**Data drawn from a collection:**
** begin **
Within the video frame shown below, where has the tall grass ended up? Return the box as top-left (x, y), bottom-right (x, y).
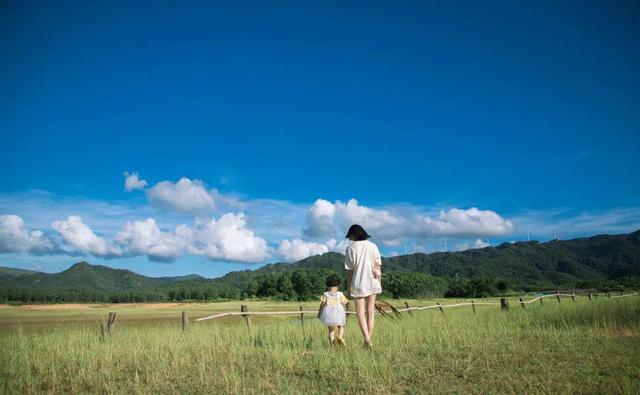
top-left (0, 297), bottom-right (640, 394)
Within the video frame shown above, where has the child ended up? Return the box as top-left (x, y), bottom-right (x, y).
top-left (318, 274), bottom-right (349, 346)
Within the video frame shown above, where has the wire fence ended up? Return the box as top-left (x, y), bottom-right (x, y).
top-left (95, 292), bottom-right (640, 339)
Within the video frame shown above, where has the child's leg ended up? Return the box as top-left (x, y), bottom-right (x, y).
top-left (327, 326), bottom-right (336, 344)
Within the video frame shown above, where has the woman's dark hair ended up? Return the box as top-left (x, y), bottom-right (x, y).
top-left (327, 274), bottom-right (342, 287)
top-left (345, 224), bottom-right (371, 241)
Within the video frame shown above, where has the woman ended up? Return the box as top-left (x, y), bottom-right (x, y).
top-left (344, 224), bottom-right (382, 347)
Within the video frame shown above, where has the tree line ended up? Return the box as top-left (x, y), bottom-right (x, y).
top-left (0, 269), bottom-right (640, 303)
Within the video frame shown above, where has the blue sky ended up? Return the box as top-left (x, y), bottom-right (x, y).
top-left (0, 1), bottom-right (640, 276)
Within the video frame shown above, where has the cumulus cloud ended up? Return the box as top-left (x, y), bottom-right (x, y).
top-left (0, 215), bottom-right (56, 255)
top-left (455, 239), bottom-right (490, 251)
top-left (304, 199), bottom-right (336, 237)
top-left (147, 177), bottom-right (214, 214)
top-left (303, 199), bottom-right (514, 247)
top-left (409, 207), bottom-right (514, 238)
top-left (304, 199), bottom-right (403, 238)
top-left (278, 239), bottom-right (349, 262)
top-left (124, 171), bottom-right (147, 192)
top-left (191, 213), bottom-right (270, 262)
top-left (115, 218), bottom-right (192, 262)
top-left (51, 215), bottom-right (122, 257)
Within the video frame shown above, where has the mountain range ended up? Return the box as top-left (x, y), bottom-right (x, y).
top-left (0, 230), bottom-right (640, 293)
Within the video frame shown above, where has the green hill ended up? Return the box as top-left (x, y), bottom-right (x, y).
top-left (0, 262), bottom-right (168, 292)
top-left (0, 231), bottom-right (640, 301)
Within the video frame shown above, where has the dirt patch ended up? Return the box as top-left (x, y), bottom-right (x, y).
top-left (0, 303), bottom-right (188, 311)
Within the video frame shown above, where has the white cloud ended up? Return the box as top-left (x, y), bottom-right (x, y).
top-left (304, 199), bottom-right (403, 239)
top-left (115, 218), bottom-right (191, 262)
top-left (191, 213), bottom-right (270, 262)
top-left (304, 199), bottom-right (336, 237)
top-left (51, 215), bottom-right (122, 257)
top-left (409, 207), bottom-right (514, 238)
top-left (278, 239), bottom-right (349, 262)
top-left (124, 171), bottom-right (147, 192)
top-left (0, 215), bottom-right (55, 255)
top-left (147, 178), bottom-right (215, 214)
top-left (455, 239), bottom-right (490, 251)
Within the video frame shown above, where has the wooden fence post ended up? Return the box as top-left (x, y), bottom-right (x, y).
top-left (182, 311), bottom-right (189, 332)
top-left (240, 304), bottom-right (251, 332)
top-left (300, 305), bottom-right (304, 329)
top-left (404, 302), bottom-right (413, 315)
top-left (107, 313), bottom-right (117, 333)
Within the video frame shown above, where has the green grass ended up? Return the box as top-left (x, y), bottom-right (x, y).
top-left (0, 296), bottom-right (640, 394)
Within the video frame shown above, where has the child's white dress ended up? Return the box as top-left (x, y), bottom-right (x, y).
top-left (320, 291), bottom-right (347, 326)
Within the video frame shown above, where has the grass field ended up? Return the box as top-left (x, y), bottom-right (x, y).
top-left (0, 296), bottom-right (640, 394)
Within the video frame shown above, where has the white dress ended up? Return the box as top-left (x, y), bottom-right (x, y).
top-left (344, 240), bottom-right (382, 298)
top-left (320, 291), bottom-right (347, 326)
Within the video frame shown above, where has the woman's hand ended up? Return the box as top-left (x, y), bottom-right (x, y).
top-left (373, 266), bottom-right (382, 280)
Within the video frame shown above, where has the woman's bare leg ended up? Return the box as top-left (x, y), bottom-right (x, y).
top-left (327, 326), bottom-right (336, 346)
top-left (367, 294), bottom-right (376, 340)
top-left (356, 298), bottom-right (371, 344)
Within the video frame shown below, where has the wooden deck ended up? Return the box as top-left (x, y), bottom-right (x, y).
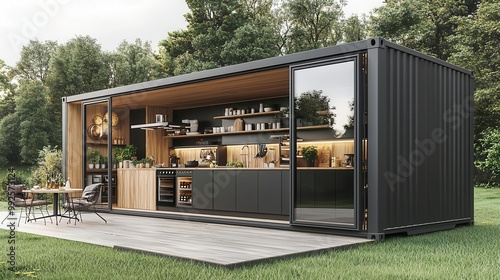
** end **
Give the lines of the listing between the line holding "Within the video frame shown above, where has the woman's dark" and the line holding "top-left (344, 224), bottom-right (382, 347)", inclusive, as a JSON list of strings with one string per line and blank lines left out.

[
  "Within the video frame shown above, where has the woman's dark hair ended up? Return the box as top-left (x, y), bottom-right (x, y).",
  "top-left (327, 274), bottom-right (342, 287)",
  "top-left (345, 224), bottom-right (371, 241)",
  "Within the video frame shown above, where has the woman ended up? Return the box as top-left (x, y), bottom-right (x, y).",
  "top-left (344, 224), bottom-right (382, 347)"
]